Problem to work on: Consider the data that follows and state how many lines contain the string "below", using the number alone.

▶

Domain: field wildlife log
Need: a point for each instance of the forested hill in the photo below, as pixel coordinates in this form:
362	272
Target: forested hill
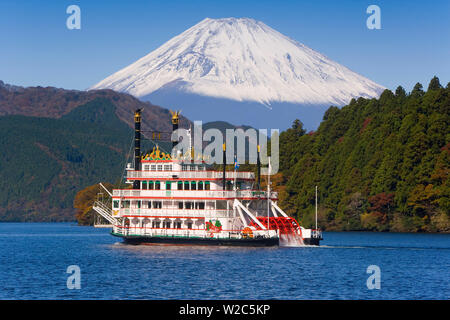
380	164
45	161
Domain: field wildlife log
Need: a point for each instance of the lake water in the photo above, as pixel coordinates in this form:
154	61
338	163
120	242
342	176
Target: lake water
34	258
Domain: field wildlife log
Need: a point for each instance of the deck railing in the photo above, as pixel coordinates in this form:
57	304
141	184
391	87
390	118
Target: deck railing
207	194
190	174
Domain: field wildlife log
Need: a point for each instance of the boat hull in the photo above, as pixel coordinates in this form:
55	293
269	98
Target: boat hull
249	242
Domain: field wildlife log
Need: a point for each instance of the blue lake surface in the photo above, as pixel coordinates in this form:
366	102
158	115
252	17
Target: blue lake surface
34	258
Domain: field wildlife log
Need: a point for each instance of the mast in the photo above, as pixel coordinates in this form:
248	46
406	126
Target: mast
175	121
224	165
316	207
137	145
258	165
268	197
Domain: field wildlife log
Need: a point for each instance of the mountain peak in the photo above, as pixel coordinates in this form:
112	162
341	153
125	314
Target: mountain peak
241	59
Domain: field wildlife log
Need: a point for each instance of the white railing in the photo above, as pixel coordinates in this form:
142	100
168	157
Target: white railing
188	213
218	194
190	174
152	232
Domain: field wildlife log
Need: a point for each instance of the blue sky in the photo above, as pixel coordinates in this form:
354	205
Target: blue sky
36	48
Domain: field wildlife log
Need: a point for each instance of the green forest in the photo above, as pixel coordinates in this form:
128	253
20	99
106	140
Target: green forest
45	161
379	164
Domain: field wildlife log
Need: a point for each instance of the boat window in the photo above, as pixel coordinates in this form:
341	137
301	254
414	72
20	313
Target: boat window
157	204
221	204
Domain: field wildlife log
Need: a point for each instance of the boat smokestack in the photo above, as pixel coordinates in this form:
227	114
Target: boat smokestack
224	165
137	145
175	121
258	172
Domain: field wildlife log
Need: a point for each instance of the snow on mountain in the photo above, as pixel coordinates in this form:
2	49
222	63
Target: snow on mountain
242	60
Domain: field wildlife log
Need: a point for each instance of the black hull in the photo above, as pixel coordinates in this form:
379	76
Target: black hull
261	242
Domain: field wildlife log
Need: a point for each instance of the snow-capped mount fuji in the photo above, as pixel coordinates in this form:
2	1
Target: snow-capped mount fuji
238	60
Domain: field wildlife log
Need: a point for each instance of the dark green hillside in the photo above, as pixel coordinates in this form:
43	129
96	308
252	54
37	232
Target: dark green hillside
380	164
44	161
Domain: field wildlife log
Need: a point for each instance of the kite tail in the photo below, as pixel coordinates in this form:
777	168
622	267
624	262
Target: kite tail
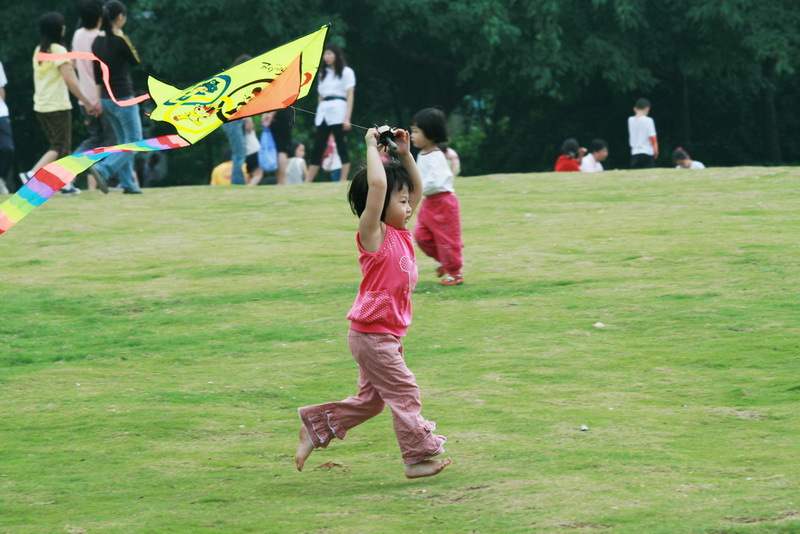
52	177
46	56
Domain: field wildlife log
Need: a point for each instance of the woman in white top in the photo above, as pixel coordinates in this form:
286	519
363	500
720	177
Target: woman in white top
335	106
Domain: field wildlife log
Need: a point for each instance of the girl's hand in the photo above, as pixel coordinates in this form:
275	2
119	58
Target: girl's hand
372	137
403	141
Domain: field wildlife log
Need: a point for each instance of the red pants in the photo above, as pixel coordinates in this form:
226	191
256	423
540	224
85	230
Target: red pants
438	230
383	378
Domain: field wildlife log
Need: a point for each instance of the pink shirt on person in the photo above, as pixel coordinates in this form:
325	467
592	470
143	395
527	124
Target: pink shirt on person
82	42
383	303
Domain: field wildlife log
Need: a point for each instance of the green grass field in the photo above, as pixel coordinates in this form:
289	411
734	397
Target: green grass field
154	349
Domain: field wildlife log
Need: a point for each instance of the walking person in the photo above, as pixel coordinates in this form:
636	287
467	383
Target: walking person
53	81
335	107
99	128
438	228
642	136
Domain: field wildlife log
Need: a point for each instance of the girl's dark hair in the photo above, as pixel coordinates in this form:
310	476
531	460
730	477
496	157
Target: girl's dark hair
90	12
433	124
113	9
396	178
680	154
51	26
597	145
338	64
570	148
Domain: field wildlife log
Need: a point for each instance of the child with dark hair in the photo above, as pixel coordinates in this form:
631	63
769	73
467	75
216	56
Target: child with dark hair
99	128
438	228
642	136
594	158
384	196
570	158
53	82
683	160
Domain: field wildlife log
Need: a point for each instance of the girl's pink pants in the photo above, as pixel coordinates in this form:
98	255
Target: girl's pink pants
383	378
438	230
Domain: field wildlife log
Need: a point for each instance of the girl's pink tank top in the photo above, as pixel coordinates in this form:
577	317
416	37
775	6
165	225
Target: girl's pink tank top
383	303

◀
▶

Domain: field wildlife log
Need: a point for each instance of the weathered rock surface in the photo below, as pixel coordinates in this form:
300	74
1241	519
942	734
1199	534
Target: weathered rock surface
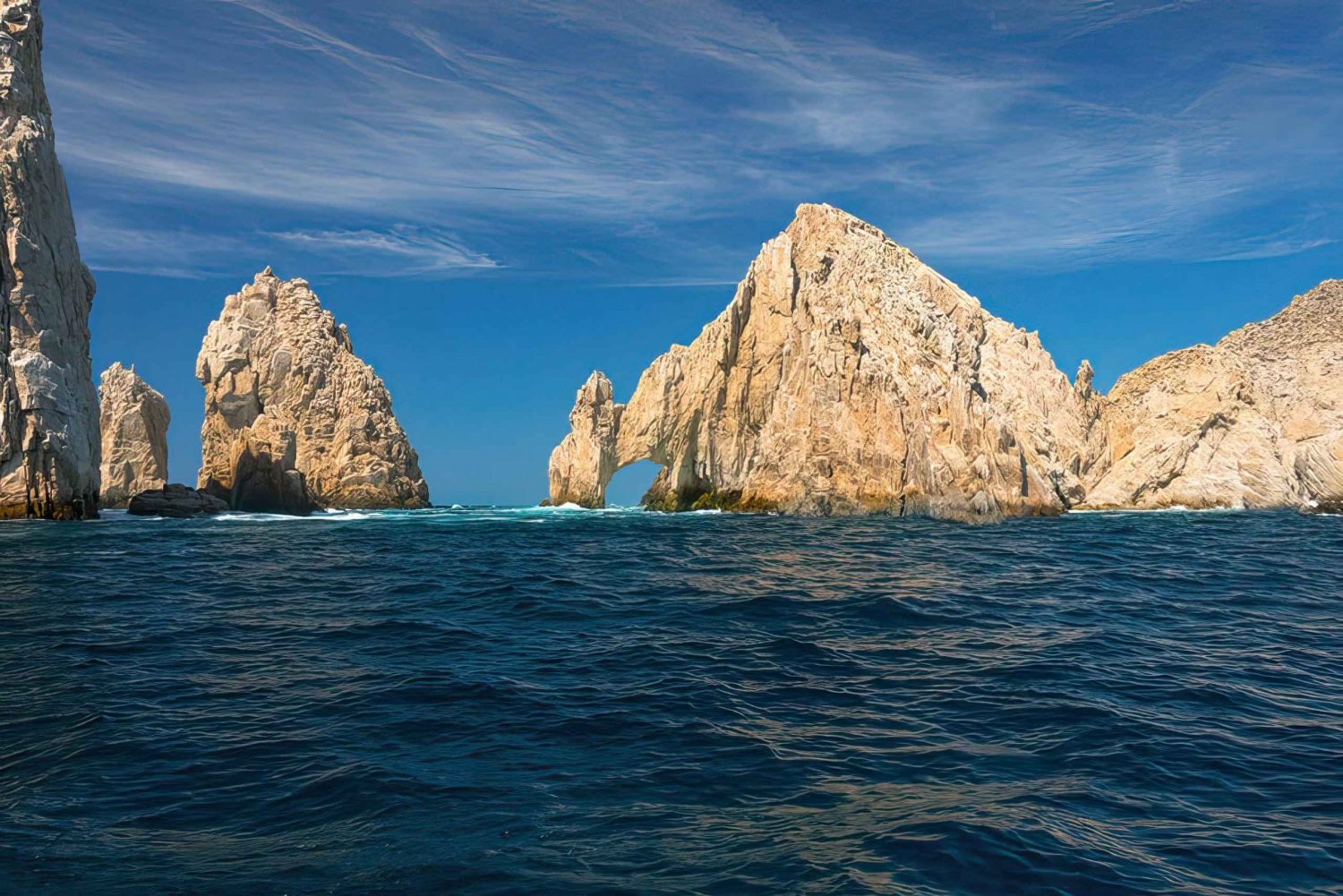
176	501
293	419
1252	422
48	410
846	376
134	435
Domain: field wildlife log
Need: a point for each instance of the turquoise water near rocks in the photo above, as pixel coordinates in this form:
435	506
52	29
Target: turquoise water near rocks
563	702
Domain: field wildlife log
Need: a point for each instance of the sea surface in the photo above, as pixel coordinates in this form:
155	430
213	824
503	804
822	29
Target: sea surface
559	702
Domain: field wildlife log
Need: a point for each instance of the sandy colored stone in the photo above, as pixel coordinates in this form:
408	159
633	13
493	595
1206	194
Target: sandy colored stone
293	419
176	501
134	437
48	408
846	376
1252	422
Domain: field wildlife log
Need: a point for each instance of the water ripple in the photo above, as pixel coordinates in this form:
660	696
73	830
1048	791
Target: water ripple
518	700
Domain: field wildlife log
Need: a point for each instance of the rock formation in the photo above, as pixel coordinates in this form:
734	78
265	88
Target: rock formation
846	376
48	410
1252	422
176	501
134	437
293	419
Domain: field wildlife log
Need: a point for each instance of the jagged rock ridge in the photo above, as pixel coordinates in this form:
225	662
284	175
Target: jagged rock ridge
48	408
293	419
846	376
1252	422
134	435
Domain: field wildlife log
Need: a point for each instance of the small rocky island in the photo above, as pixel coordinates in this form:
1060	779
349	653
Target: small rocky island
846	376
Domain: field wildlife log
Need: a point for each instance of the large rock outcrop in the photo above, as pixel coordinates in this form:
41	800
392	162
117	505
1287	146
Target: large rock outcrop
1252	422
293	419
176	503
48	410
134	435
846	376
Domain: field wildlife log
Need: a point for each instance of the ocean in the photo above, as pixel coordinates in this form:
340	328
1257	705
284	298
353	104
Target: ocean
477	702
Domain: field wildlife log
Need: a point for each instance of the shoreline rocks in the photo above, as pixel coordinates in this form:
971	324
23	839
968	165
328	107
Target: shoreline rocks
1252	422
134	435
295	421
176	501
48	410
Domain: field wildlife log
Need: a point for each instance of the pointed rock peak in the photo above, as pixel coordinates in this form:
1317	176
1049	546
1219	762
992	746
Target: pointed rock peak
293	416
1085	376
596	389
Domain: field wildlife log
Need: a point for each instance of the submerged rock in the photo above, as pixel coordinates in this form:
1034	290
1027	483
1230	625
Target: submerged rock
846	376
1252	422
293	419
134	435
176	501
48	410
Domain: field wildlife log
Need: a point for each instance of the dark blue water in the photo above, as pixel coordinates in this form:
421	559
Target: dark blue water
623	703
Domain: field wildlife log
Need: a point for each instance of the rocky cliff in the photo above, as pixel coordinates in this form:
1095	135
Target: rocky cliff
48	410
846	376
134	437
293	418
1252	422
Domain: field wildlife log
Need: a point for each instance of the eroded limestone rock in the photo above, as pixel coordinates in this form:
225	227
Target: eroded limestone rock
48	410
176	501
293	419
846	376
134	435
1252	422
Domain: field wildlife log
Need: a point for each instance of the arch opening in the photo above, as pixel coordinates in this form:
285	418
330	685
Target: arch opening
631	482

◀

Task output: 3